● Input data:
☆ ☆ ☆ ☆ ☆ ☆ ☆

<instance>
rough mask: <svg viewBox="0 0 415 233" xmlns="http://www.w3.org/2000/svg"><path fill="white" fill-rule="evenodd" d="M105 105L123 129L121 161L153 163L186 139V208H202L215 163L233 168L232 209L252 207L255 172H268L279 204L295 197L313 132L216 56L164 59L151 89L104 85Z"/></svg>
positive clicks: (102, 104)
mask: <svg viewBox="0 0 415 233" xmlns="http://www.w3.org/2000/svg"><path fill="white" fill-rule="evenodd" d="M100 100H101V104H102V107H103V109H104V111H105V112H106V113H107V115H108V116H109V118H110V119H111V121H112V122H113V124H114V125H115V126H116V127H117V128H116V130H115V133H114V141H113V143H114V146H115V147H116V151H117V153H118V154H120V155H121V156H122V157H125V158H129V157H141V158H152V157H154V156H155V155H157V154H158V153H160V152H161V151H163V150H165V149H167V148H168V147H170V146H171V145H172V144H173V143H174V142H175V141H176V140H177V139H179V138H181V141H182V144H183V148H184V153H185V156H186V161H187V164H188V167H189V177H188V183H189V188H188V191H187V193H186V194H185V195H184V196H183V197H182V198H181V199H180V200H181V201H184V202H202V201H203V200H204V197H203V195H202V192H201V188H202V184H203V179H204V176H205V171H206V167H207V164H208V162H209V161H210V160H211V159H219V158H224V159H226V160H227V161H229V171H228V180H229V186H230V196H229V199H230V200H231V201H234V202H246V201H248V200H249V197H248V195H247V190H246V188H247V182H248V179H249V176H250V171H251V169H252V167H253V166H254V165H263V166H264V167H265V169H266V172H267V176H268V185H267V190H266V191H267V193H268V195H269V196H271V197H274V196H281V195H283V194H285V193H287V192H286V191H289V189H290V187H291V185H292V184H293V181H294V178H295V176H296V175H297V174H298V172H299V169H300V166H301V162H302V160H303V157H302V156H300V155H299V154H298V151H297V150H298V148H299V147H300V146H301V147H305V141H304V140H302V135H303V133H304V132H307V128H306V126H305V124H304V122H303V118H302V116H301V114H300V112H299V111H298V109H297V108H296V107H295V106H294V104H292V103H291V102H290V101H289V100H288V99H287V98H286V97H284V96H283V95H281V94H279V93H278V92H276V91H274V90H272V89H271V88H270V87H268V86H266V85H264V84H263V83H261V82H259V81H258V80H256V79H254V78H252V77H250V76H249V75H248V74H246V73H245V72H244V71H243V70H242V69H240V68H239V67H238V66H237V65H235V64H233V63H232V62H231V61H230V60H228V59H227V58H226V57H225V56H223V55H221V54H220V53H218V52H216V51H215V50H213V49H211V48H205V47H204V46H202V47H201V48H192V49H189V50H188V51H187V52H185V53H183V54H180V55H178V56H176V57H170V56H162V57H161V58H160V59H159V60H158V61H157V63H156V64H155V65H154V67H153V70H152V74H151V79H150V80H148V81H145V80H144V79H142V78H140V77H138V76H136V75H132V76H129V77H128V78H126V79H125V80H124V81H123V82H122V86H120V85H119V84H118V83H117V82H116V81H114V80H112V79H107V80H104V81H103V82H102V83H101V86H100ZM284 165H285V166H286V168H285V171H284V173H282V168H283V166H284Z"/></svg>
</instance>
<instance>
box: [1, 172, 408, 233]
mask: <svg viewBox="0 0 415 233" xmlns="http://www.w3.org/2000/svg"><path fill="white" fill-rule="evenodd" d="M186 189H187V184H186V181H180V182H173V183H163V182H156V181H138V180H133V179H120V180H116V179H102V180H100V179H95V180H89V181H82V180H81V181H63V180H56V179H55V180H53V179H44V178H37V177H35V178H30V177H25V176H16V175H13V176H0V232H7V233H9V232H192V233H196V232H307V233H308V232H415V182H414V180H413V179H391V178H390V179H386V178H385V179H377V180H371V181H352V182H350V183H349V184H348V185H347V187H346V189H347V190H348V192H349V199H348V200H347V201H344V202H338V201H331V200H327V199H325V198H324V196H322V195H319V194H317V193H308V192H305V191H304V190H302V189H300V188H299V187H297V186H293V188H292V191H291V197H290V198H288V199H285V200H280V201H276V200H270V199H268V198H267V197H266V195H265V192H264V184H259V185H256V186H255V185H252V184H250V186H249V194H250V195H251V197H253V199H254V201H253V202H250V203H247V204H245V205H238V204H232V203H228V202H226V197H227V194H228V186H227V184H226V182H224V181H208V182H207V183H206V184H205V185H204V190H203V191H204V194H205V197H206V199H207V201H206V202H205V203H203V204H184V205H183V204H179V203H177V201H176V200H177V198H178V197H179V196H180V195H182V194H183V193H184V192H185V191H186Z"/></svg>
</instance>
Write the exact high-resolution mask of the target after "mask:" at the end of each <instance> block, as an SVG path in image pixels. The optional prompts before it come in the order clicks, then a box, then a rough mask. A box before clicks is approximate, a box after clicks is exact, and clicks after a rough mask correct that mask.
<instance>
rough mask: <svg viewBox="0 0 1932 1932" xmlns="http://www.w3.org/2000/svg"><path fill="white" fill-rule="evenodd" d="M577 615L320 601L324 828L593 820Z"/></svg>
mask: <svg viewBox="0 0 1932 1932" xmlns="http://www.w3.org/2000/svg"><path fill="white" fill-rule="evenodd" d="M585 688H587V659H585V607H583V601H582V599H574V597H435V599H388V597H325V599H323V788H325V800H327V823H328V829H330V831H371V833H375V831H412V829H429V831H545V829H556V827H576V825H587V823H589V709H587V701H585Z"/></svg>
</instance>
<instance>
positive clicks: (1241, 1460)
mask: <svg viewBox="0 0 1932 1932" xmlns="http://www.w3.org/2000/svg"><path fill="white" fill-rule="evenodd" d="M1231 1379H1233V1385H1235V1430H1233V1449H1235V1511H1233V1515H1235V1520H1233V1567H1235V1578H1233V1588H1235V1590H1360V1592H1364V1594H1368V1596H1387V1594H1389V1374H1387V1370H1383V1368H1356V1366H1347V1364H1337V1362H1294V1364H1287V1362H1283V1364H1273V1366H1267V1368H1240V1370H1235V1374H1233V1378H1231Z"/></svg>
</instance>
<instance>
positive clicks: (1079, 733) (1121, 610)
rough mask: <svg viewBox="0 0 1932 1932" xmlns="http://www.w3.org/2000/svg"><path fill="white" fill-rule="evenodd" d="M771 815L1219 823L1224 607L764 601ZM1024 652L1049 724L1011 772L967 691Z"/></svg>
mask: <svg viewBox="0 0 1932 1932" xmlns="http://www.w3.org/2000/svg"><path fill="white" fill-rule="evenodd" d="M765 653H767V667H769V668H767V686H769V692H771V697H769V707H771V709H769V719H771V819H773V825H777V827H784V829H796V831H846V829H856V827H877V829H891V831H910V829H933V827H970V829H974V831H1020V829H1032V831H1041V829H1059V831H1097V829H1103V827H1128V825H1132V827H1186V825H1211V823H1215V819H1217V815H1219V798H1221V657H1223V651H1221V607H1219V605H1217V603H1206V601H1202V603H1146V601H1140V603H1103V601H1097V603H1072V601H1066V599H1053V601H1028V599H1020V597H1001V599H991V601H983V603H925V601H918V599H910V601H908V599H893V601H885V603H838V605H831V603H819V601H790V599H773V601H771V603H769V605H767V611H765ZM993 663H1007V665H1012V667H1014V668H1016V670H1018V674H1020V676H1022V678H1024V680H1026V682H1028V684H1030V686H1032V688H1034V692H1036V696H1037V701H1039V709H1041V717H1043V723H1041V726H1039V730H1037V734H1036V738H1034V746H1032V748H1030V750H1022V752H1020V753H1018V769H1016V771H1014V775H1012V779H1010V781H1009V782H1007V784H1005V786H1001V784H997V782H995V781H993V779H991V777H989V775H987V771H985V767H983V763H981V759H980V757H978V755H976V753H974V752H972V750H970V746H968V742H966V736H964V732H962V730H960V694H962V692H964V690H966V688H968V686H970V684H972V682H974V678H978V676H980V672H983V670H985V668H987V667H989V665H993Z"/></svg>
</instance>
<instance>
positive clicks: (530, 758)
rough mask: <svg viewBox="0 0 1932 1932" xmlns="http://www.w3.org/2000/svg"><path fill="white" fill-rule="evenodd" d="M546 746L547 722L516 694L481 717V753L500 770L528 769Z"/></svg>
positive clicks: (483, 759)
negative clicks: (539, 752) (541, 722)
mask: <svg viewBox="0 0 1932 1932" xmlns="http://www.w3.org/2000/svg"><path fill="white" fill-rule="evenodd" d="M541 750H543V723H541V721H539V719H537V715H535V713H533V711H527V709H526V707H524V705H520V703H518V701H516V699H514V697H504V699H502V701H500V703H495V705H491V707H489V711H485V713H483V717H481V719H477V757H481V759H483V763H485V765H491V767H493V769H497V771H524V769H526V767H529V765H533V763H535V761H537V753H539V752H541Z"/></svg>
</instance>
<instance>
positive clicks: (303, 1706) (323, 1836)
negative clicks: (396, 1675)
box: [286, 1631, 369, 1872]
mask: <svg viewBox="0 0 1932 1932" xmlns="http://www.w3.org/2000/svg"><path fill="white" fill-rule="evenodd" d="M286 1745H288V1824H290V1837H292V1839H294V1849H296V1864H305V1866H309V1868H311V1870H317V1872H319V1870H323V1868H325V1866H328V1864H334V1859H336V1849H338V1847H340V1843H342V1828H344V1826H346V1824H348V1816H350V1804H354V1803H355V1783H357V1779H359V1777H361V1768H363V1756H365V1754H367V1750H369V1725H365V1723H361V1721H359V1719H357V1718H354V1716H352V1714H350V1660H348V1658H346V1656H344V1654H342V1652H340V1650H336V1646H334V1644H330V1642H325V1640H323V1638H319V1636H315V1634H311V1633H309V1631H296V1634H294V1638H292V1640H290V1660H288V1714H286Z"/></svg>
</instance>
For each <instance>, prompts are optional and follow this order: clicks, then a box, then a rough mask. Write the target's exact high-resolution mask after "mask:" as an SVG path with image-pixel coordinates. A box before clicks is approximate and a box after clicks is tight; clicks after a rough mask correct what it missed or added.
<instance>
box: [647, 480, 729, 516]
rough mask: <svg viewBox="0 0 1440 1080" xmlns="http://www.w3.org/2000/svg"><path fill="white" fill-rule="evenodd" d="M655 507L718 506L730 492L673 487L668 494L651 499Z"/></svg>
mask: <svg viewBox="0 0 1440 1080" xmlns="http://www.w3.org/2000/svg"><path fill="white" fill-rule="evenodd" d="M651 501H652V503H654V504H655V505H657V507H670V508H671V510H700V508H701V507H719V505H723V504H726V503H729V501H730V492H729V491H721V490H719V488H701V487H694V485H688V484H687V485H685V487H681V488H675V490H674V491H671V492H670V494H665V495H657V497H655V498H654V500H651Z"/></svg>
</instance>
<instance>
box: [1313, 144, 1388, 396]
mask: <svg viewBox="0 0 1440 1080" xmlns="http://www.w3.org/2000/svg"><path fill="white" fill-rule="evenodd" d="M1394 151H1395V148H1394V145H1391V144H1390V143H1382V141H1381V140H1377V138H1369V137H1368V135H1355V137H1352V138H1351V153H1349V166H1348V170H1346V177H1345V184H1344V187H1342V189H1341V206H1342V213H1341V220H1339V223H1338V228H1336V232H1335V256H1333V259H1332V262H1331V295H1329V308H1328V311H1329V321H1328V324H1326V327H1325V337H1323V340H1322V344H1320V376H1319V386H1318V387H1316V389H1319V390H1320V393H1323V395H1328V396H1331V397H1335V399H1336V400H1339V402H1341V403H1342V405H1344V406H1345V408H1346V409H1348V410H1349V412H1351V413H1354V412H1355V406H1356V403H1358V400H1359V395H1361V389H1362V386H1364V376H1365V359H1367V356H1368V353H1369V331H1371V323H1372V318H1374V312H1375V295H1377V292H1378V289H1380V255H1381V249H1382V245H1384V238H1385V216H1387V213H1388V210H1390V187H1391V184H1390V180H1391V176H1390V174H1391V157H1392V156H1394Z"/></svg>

☆ ☆ ☆ ☆ ☆ ☆ ☆

Return a word-for-word copy of the lines from the beginning of the listing to the line holding "105L123 129L121 161L153", both kept.

<instance>
rough mask: <svg viewBox="0 0 415 233" xmlns="http://www.w3.org/2000/svg"><path fill="white" fill-rule="evenodd" d="M105 105L123 129L121 161L153 163L186 139V208H202L215 163L233 168L232 209L252 207L255 172H268L279 204L295 197L313 132L216 56L164 59L151 89L104 85Z"/></svg>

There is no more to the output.